»»

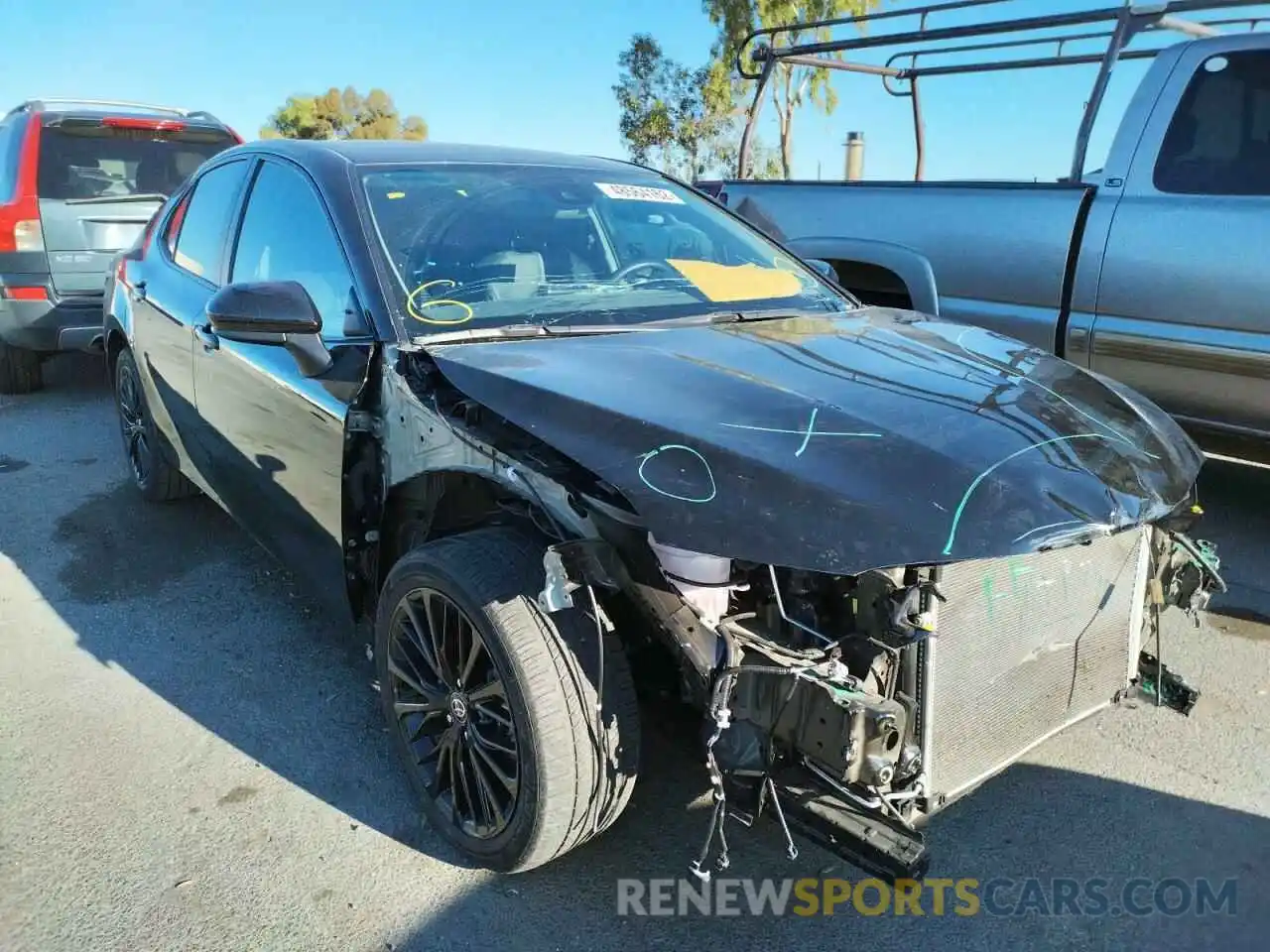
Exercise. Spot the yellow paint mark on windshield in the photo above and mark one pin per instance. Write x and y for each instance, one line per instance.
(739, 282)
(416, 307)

««
»»

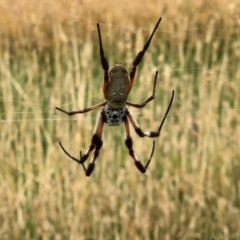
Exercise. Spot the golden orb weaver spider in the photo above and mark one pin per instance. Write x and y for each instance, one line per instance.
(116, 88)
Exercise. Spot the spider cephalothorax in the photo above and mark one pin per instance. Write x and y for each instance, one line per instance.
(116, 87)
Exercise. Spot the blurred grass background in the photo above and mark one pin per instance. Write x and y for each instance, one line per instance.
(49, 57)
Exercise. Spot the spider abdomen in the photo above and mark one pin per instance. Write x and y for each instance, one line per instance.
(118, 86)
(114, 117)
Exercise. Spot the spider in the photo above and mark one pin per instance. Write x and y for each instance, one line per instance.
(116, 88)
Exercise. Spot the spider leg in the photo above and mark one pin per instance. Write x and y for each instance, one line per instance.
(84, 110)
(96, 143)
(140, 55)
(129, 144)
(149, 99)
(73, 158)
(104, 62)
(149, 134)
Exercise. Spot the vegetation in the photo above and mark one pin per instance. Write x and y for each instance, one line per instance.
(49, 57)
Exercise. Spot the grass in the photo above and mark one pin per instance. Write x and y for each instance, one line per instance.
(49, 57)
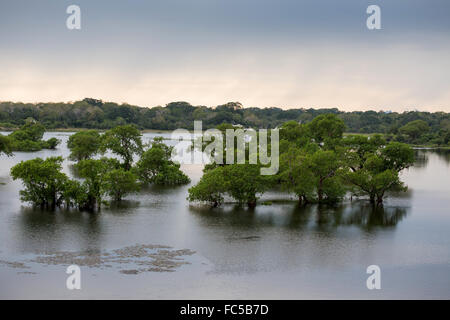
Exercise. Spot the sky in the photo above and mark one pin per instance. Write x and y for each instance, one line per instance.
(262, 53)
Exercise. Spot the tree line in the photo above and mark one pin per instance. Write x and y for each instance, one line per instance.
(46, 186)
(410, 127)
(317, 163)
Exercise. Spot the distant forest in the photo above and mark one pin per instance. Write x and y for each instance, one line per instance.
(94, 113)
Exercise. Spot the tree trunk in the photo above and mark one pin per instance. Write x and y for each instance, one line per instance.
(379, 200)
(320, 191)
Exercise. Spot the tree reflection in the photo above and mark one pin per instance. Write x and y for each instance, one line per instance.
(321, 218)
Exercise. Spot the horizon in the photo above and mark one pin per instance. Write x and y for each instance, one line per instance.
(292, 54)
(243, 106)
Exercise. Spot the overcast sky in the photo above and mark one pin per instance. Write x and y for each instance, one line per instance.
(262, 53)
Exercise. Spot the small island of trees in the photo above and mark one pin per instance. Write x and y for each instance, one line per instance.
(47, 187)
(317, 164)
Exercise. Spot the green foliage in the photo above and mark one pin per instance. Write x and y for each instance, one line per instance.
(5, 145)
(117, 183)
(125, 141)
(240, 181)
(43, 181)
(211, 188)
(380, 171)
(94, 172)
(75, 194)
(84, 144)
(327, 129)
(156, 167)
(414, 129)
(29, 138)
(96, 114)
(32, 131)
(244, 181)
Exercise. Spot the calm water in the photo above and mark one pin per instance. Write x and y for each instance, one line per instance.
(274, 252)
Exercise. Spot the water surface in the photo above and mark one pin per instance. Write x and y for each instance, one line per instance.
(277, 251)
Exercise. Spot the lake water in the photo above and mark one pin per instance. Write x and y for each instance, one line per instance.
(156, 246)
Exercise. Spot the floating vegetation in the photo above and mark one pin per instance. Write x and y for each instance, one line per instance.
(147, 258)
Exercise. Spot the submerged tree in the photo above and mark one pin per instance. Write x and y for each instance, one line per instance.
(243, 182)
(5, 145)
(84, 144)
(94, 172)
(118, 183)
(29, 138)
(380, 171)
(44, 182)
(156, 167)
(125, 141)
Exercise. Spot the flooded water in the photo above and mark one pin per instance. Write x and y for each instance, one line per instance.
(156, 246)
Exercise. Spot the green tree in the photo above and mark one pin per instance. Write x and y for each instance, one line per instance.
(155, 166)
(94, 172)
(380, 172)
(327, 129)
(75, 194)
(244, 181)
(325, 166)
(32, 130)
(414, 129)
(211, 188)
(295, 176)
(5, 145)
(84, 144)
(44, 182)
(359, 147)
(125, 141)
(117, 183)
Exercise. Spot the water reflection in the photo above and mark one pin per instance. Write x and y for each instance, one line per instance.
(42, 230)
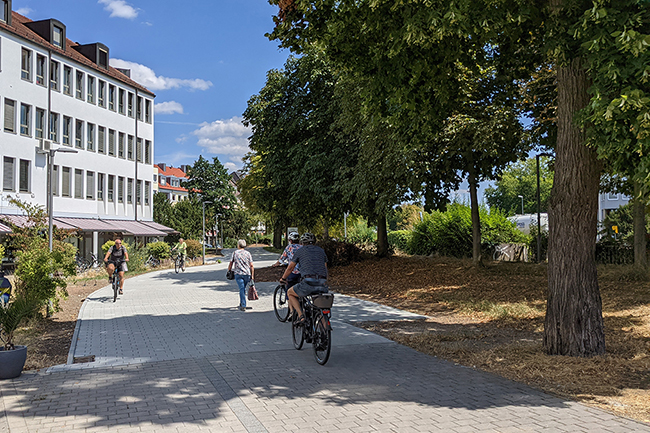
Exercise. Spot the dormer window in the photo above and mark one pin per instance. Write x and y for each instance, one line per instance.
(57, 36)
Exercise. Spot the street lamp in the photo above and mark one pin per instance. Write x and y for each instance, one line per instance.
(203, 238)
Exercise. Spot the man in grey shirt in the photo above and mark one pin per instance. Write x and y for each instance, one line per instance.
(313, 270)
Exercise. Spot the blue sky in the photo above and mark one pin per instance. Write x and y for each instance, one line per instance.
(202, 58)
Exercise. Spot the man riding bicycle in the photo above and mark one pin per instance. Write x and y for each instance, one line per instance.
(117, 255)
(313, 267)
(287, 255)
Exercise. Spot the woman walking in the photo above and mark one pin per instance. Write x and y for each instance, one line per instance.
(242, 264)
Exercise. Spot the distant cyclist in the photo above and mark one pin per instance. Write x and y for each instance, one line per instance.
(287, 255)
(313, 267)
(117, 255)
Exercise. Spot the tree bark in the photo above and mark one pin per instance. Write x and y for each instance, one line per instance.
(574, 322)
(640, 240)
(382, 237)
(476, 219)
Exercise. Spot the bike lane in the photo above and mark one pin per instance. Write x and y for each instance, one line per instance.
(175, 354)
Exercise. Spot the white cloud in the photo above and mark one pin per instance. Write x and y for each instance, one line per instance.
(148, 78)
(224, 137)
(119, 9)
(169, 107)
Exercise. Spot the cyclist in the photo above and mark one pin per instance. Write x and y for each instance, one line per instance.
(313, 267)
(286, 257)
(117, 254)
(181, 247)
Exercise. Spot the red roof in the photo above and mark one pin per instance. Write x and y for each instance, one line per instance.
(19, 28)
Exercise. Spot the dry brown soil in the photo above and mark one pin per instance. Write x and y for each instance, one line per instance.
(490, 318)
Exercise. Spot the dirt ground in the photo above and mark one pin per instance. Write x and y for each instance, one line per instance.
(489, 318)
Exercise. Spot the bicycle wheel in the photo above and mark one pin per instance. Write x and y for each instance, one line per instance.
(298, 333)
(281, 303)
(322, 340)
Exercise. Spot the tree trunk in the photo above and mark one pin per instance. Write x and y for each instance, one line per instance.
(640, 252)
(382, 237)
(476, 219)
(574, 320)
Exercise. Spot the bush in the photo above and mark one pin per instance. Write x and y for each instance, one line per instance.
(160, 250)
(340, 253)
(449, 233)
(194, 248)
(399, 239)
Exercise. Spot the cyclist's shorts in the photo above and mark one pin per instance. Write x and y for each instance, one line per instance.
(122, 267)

««
»»

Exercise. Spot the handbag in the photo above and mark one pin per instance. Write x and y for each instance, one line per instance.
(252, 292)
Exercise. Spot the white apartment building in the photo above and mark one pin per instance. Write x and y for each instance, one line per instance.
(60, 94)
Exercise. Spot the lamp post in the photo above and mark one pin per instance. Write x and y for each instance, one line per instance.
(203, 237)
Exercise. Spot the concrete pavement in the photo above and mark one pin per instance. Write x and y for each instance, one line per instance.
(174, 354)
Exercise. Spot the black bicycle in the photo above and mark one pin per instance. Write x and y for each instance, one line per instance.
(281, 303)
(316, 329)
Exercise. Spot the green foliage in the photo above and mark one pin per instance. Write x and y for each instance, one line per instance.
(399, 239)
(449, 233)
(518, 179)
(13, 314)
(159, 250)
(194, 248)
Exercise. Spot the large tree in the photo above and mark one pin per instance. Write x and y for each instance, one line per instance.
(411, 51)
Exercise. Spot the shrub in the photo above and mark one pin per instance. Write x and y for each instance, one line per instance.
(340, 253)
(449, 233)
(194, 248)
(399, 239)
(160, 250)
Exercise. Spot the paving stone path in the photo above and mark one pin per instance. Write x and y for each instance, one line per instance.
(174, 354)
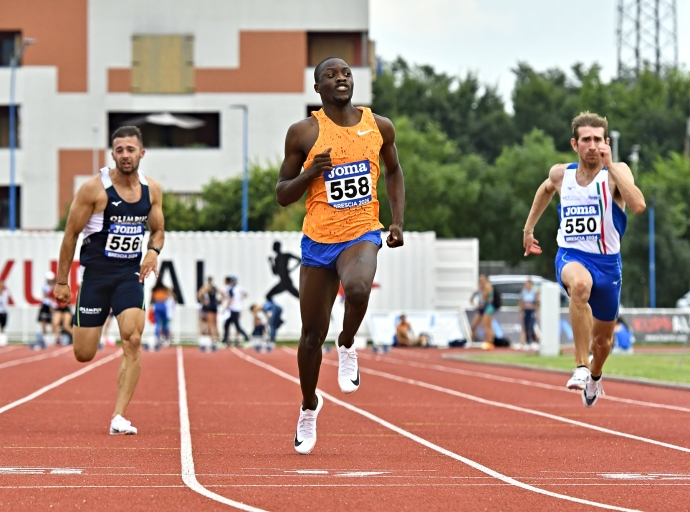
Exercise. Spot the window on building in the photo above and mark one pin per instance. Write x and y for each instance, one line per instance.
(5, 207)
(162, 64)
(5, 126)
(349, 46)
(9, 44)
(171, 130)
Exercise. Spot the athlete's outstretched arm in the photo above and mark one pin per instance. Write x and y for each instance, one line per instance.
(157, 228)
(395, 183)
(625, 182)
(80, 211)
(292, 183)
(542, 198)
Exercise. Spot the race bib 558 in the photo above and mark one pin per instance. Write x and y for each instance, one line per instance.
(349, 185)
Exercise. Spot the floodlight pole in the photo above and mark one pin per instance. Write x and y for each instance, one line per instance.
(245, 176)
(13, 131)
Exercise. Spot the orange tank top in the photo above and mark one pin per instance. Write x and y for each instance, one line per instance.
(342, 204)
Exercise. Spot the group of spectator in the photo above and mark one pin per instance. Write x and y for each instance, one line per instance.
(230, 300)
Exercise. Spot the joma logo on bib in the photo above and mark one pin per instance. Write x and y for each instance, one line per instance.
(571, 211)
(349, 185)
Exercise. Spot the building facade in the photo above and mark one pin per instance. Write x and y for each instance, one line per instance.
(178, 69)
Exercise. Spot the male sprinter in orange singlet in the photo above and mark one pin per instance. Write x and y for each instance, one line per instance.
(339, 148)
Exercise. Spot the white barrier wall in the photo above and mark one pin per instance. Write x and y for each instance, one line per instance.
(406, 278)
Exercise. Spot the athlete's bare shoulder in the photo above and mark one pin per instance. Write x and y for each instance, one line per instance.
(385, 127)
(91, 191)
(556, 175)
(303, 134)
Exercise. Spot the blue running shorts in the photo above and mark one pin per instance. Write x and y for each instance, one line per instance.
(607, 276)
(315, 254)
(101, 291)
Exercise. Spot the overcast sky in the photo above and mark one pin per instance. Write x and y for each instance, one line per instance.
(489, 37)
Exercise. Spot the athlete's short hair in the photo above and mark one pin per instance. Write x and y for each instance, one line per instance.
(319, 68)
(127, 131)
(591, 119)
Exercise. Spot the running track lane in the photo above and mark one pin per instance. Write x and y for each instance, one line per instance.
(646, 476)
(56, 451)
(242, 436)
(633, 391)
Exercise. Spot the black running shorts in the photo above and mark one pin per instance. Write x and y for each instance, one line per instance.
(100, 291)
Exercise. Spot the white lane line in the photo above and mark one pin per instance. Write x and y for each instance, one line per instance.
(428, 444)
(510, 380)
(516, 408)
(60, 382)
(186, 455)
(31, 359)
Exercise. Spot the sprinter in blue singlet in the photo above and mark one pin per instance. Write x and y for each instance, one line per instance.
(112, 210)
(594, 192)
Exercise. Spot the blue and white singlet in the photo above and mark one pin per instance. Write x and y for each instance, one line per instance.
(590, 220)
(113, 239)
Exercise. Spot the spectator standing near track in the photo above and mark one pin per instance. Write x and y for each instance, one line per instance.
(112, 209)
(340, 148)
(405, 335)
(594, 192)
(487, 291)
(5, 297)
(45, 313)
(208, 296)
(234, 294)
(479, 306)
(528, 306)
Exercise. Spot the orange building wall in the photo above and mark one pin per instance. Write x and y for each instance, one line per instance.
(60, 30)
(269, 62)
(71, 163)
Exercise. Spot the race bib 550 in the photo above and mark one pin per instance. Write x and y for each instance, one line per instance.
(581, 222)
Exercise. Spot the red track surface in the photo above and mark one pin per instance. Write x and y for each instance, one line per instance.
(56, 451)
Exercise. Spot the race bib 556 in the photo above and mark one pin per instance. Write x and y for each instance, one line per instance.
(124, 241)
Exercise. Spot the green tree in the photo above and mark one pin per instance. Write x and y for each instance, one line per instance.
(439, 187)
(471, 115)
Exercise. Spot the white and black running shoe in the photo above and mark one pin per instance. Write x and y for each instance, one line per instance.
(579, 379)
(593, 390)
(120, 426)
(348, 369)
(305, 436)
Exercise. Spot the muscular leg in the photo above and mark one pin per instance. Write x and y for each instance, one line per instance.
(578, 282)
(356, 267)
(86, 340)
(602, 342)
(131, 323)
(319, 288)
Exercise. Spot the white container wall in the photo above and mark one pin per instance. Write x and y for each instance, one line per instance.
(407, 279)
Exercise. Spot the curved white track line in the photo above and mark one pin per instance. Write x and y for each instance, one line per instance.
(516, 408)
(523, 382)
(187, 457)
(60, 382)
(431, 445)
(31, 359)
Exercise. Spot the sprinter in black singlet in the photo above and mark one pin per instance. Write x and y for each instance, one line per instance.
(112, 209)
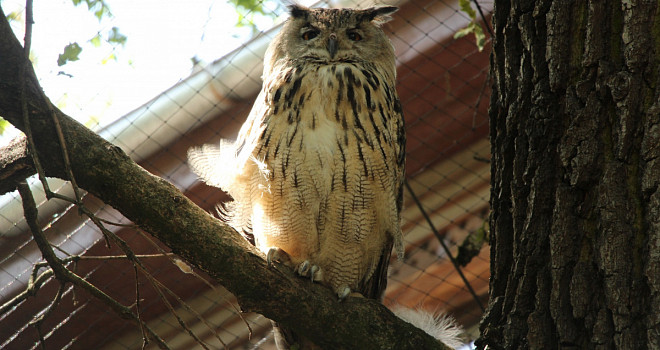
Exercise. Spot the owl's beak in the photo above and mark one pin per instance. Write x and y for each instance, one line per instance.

««

EXERCISE:
Return exactly the stretch above whose first line contains "Exercise. Spot the spectator" and whose last line contains "Exercise. Spot the owl's", and nothing outside it. The pictures should not appear.

ANSWER FOR THIS EXERCISE:
Exercise. Spot the spectator standing near track in the photo above and mark one pin per instance. Write x and y for each instance, one line per instance.
(112, 209)
(340, 148)
(405, 335)
(594, 192)
(487, 291)
(5, 297)
(45, 313)
(208, 296)
(234, 294)
(479, 306)
(528, 306)
Exercise. Spot the orange building wall in the photo above and mark one pin per instance. Write x and y for each instance, one line per instance.
(60, 30)
(269, 62)
(71, 163)
Exercise. Spot the race bib 550 in the photo above and mark one pin per instance. Write x and y for each instance, one line per instance.
(581, 222)
Exercise. Spot the red track surface in the photo above and mark one pin per instance. Write x and y for each instance, one line per instance.
(56, 451)
Exercise. Spot the race bib 556 in the photo above and mark one pin per instance. Write x and y for each instance, one line per instance.
(124, 241)
Exercise. Spot the green tree in the photo above and mark one pin per instance. Write x and y for each instance, one line per instance.
(439, 187)
(471, 115)
Exercise. Spot the white and black running shoe in the photo above and mark one pin per instance. Write x and y for each instance, one line per instance.
(579, 379)
(593, 390)
(120, 426)
(348, 369)
(305, 436)
Exercise. Spot the muscular leg in the photo above and mark one pin per instance. Write x and y for each instance, one line per instance.
(578, 282)
(356, 267)
(86, 340)
(602, 342)
(131, 323)
(319, 288)
Exercise. Spot the white container wall in the photo above and mark one pin per instance. Write x and y for each instance, one line per instance.
(407, 279)
Exercise. Spot the curved white track line in the photo above and mark one pin per instance. Write x and y for each instance, one line per instance.
(516, 408)
(523, 382)
(187, 457)
(60, 382)
(431, 445)
(31, 359)
Exercise. Spot the sprinter in black singlet in the photo above and mark one pin per instance. Write x and y for each instance, one line per instance.
(112, 209)
Exercise. Spot the owl's beak in the photo above and mark one pin per instance. Write x and y for each instance, one line per instance.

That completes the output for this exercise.